What you should do ->
Pick out every line in the records below that contains the word "sign", and copy each of those lines in full.

Information given ->
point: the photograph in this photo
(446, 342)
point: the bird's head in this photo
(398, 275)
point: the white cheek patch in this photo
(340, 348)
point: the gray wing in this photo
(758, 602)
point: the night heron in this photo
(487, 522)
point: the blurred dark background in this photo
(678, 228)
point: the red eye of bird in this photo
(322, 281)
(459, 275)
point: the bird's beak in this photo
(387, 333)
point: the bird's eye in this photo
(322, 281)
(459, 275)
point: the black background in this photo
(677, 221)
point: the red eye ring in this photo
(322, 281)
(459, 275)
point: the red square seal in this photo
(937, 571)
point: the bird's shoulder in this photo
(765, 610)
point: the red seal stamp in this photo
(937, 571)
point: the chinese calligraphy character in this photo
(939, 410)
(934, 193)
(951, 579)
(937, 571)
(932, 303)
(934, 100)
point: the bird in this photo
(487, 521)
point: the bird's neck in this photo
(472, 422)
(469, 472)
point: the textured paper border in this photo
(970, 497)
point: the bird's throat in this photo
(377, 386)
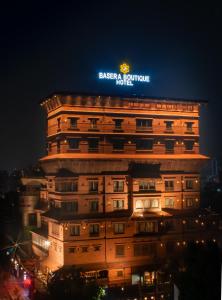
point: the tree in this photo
(198, 274)
(68, 283)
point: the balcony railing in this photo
(126, 128)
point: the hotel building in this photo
(123, 185)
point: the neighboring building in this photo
(123, 185)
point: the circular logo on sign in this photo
(124, 68)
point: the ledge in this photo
(112, 156)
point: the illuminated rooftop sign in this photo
(125, 78)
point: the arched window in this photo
(139, 204)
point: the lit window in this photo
(144, 144)
(55, 229)
(70, 206)
(120, 250)
(143, 249)
(169, 202)
(66, 186)
(139, 204)
(169, 185)
(146, 203)
(118, 186)
(189, 145)
(118, 144)
(144, 123)
(145, 227)
(73, 144)
(169, 125)
(189, 184)
(119, 228)
(74, 230)
(154, 203)
(93, 186)
(119, 273)
(146, 185)
(72, 250)
(85, 249)
(73, 123)
(190, 202)
(93, 123)
(58, 124)
(58, 147)
(169, 144)
(97, 247)
(94, 205)
(118, 123)
(93, 145)
(189, 127)
(94, 229)
(118, 204)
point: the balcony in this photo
(129, 128)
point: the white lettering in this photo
(124, 79)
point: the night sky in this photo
(47, 47)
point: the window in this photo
(73, 123)
(70, 206)
(58, 147)
(145, 227)
(169, 185)
(93, 123)
(154, 203)
(72, 249)
(189, 145)
(189, 184)
(58, 124)
(144, 124)
(189, 127)
(118, 204)
(119, 273)
(93, 145)
(169, 144)
(97, 247)
(73, 144)
(143, 249)
(120, 250)
(85, 249)
(118, 186)
(49, 147)
(55, 229)
(32, 219)
(119, 228)
(118, 123)
(144, 144)
(93, 186)
(66, 186)
(169, 202)
(74, 230)
(169, 125)
(118, 144)
(94, 205)
(189, 202)
(94, 229)
(147, 203)
(139, 204)
(146, 185)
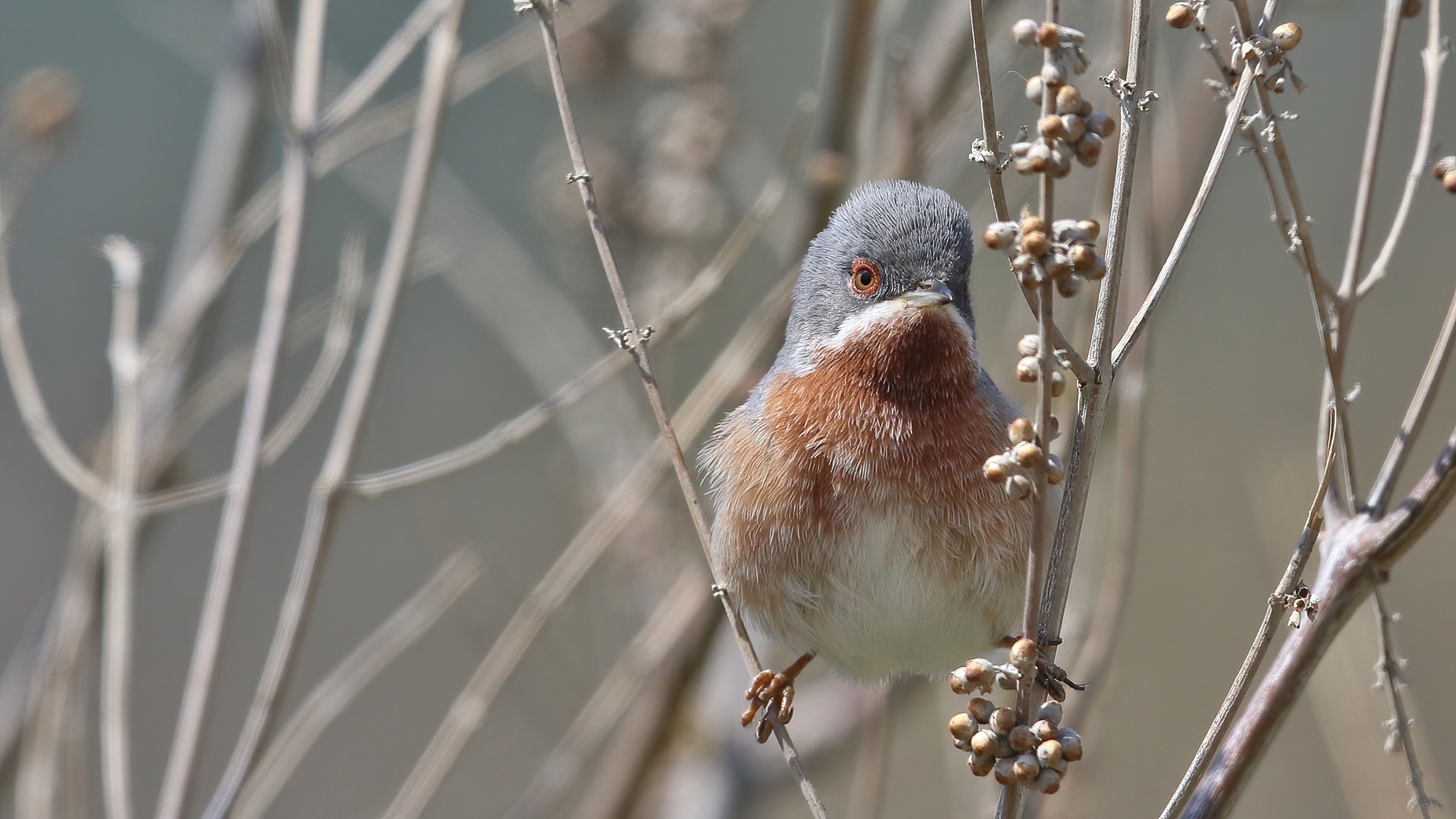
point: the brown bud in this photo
(1286, 36)
(1002, 722)
(1034, 243)
(1027, 768)
(1049, 36)
(1044, 730)
(981, 710)
(1022, 739)
(1071, 745)
(1019, 430)
(1069, 99)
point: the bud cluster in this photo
(1074, 130)
(1066, 253)
(1034, 755)
(1015, 466)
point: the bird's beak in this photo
(929, 293)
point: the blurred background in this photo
(689, 108)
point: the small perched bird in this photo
(852, 519)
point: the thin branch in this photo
(674, 316)
(634, 338)
(335, 691)
(1313, 522)
(324, 499)
(1416, 414)
(683, 605)
(1432, 60)
(121, 531)
(261, 381)
(1388, 668)
(617, 513)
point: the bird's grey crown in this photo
(910, 231)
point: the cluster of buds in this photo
(1074, 130)
(1066, 253)
(1034, 755)
(1014, 469)
(1445, 171)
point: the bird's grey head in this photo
(892, 240)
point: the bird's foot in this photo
(774, 694)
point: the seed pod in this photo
(1002, 722)
(981, 710)
(1024, 31)
(1022, 739)
(1079, 256)
(1090, 149)
(1034, 243)
(1005, 771)
(1288, 36)
(1049, 781)
(1024, 651)
(1069, 99)
(999, 235)
(1055, 469)
(1071, 745)
(1050, 711)
(1028, 371)
(1053, 74)
(1074, 126)
(1034, 86)
(995, 468)
(963, 727)
(1049, 752)
(1044, 732)
(1021, 430)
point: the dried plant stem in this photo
(335, 691)
(617, 513)
(1388, 668)
(1313, 522)
(261, 379)
(1432, 60)
(324, 499)
(121, 531)
(634, 338)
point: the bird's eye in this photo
(864, 278)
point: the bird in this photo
(852, 521)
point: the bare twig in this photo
(324, 499)
(335, 691)
(683, 605)
(619, 510)
(1388, 670)
(1279, 601)
(634, 338)
(121, 529)
(261, 379)
(1432, 60)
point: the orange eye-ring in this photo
(864, 278)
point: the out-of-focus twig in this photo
(324, 499)
(121, 529)
(335, 691)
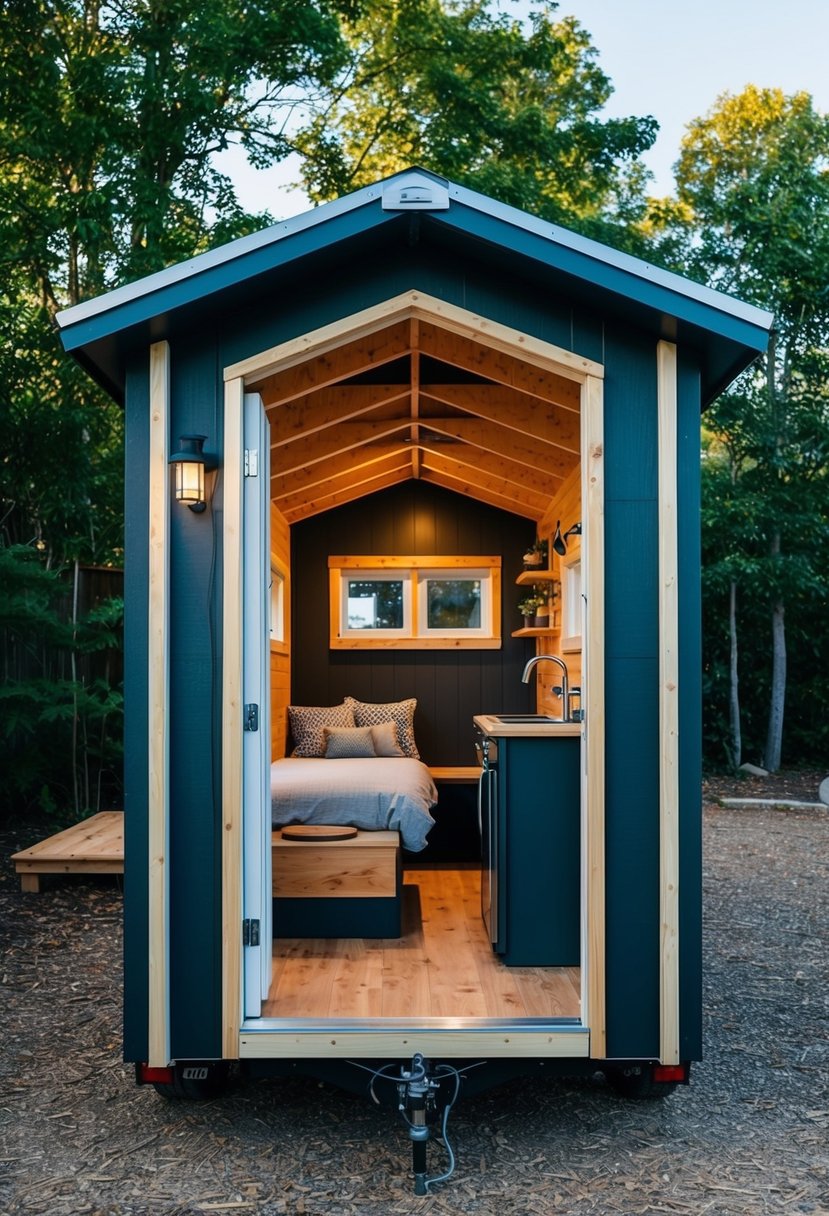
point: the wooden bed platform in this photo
(443, 964)
(92, 846)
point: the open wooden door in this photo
(255, 685)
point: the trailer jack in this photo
(421, 1107)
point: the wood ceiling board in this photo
(326, 502)
(507, 443)
(512, 409)
(500, 366)
(488, 483)
(537, 479)
(350, 462)
(328, 443)
(288, 497)
(305, 415)
(347, 360)
(471, 491)
(426, 308)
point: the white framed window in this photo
(415, 602)
(376, 603)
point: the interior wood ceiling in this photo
(417, 400)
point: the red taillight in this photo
(670, 1071)
(146, 1075)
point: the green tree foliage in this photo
(508, 110)
(110, 117)
(754, 181)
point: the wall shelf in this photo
(529, 576)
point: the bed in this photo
(374, 794)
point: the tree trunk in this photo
(736, 746)
(774, 735)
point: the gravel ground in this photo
(749, 1136)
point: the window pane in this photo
(376, 603)
(454, 603)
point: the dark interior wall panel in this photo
(451, 686)
(691, 713)
(195, 739)
(136, 508)
(632, 696)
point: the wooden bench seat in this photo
(457, 773)
(338, 889)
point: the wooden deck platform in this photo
(92, 846)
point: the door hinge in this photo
(251, 933)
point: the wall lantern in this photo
(191, 462)
(559, 542)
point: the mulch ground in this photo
(750, 1135)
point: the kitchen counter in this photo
(490, 725)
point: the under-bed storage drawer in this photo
(338, 889)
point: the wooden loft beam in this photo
(295, 502)
(536, 479)
(357, 490)
(488, 487)
(315, 411)
(515, 410)
(463, 485)
(345, 465)
(415, 407)
(327, 444)
(503, 442)
(496, 365)
(327, 369)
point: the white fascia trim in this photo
(224, 253)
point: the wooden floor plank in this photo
(443, 966)
(405, 963)
(452, 973)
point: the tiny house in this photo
(406, 414)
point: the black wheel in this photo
(196, 1082)
(637, 1081)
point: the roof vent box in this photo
(415, 192)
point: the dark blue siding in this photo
(195, 738)
(136, 916)
(632, 696)
(691, 714)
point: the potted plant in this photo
(541, 607)
(528, 608)
(535, 557)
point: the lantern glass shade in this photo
(190, 482)
(190, 462)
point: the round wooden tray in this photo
(319, 832)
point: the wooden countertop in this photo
(490, 725)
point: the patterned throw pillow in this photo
(308, 721)
(384, 737)
(401, 713)
(348, 742)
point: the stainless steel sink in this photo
(524, 718)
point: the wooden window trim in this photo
(413, 639)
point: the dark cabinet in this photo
(530, 836)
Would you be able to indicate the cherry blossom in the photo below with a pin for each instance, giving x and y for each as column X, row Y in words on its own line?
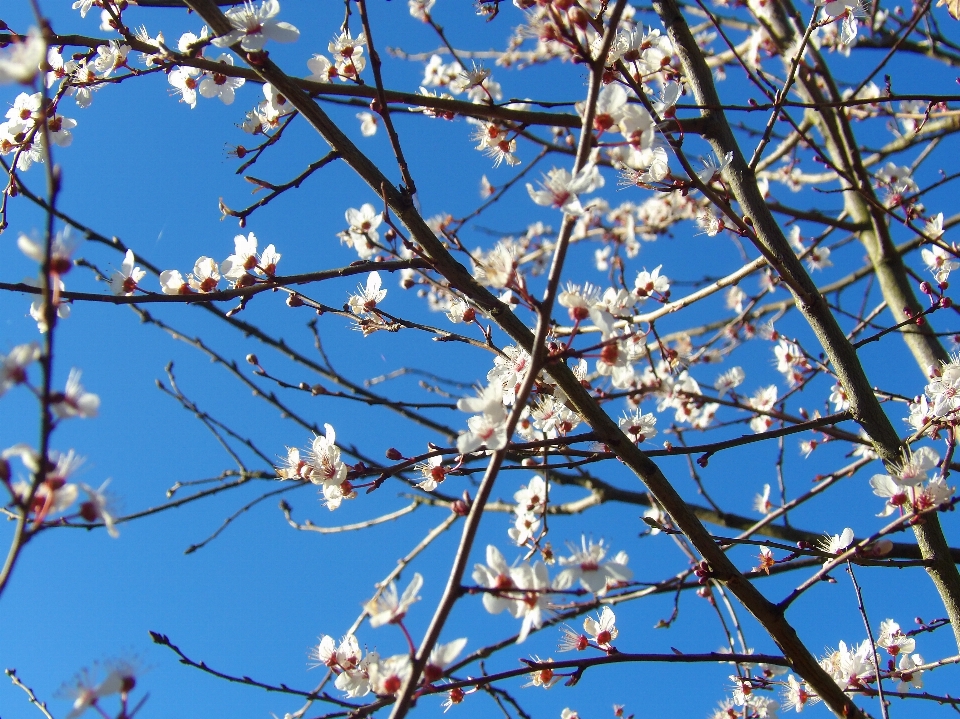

Answer to this exercise ->
point: the circular logo on sign in this photo
point: the illuminated rooftop sign in this photo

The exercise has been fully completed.